__PROMPT__. From the listing that follows, extract every line and set it down unaltered.

__RAW DATA__.
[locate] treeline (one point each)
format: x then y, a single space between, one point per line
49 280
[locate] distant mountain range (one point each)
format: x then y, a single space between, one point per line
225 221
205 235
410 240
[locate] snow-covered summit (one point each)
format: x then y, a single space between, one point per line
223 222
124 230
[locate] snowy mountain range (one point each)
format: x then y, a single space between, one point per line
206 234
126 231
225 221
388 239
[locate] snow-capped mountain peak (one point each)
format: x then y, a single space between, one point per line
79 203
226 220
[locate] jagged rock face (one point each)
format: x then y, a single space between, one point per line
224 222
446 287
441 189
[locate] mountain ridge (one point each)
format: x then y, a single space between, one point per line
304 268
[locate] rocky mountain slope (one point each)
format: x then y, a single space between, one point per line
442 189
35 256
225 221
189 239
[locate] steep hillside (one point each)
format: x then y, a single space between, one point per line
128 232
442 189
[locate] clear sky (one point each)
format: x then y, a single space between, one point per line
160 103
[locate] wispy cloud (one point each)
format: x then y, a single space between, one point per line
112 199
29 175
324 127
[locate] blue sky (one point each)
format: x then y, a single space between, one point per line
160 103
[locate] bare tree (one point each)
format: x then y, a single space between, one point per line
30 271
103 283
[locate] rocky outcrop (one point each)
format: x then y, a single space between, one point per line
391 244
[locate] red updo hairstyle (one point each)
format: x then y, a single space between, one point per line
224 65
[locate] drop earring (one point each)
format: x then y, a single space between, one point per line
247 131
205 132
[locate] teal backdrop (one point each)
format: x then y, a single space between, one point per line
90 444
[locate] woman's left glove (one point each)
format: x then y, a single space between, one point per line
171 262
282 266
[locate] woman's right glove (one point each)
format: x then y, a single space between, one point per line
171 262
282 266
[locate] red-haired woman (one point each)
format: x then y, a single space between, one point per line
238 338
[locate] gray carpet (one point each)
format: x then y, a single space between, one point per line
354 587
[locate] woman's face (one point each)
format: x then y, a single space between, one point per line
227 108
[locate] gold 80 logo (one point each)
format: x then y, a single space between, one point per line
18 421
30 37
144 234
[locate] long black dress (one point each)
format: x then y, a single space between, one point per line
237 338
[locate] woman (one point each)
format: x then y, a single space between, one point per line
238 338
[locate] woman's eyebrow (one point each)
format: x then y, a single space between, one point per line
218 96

__RESULT BELOW__.
[locate] treeline (one point each)
format: x then y, a single space between, one point per line
49 280
[locate] distant mountain range (one point each)
format: x then y, a single space between, one point per line
225 221
205 235
410 240
[locate] snow-covered summit (one point each)
format: x then y, a single space between, one point per line
223 222
124 230
[locate] snowy mountain range (one point each)
format: x then y, a single space between, one point per line
206 234
126 231
225 221
388 239
[locate] snow-capped mountain peak (one point each)
format: x then y, a single space between, one point per line
79 203
226 220
[locate] jagged rock face (one point each)
format: x then y, a single space between, one point per line
224 222
446 287
441 189
[locate] mountain ridge (one point each)
format: x then y, a single space between, one point per line
304 268
[locate] rocky mountain slope (one point each)
format: x then y, a single space between, one point per line
442 189
35 256
225 221
189 239
[locate] steep hillside (one point each)
format: x then y, a single space between, one point per line
128 232
442 189
[locate] clear sky (one point each)
format: x then y, a single space between, one point per line
160 103
[locate] wispy cloud (one point each)
format: x then y, a single space between, one point per line
112 199
29 175
324 127
[locate] blue sky (one point each)
format: x then y, a single space between, one point per line
160 103
[locate] bare tree (one point each)
format: x then y, a single space between, one point per line
30 271
103 283
[locate] rocky outcrop (one point each)
format: x then y, a single space between, one point per line
391 244
[locate] red updo hairstyle (one point each)
format: x then y, a single space between, one point per line
224 65
[locate] drop earring (one point each)
format: x then y, a single space between, one point per line
247 131
205 132
[locate] teal backdrop (one point each)
format: x then y, a single space between, one point per line
90 444
[locate] woman's left glove (one point each)
format: x then y, a single space between, one point per line
171 262
282 266
[locate] woman's right glove (one point each)
format: x then y, a single space between, one point per line
171 262
282 266
[locate] red-haired woman (one point each)
format: x then y, a single space between, one point per line
238 338
[locate] gray carpet (one point each)
format: x then y, a single space between, one point per line
354 587
[locate] woman's face (one point each)
format: x then y, a single space between, one point per line
227 108
[locate] gold 80 logo (one point each)
format: x then y, a single space between, one point per line
18 421
30 37
144 234
[locate] long black dress (one point each)
format: x then y, a single space between, one point per line
237 338
[locate] woman (one point each)
format: x then y, a single space between, one point per line
238 338
[locate] woman's eyebrow (one point each)
format: x then y, a single space between, one point per line
218 96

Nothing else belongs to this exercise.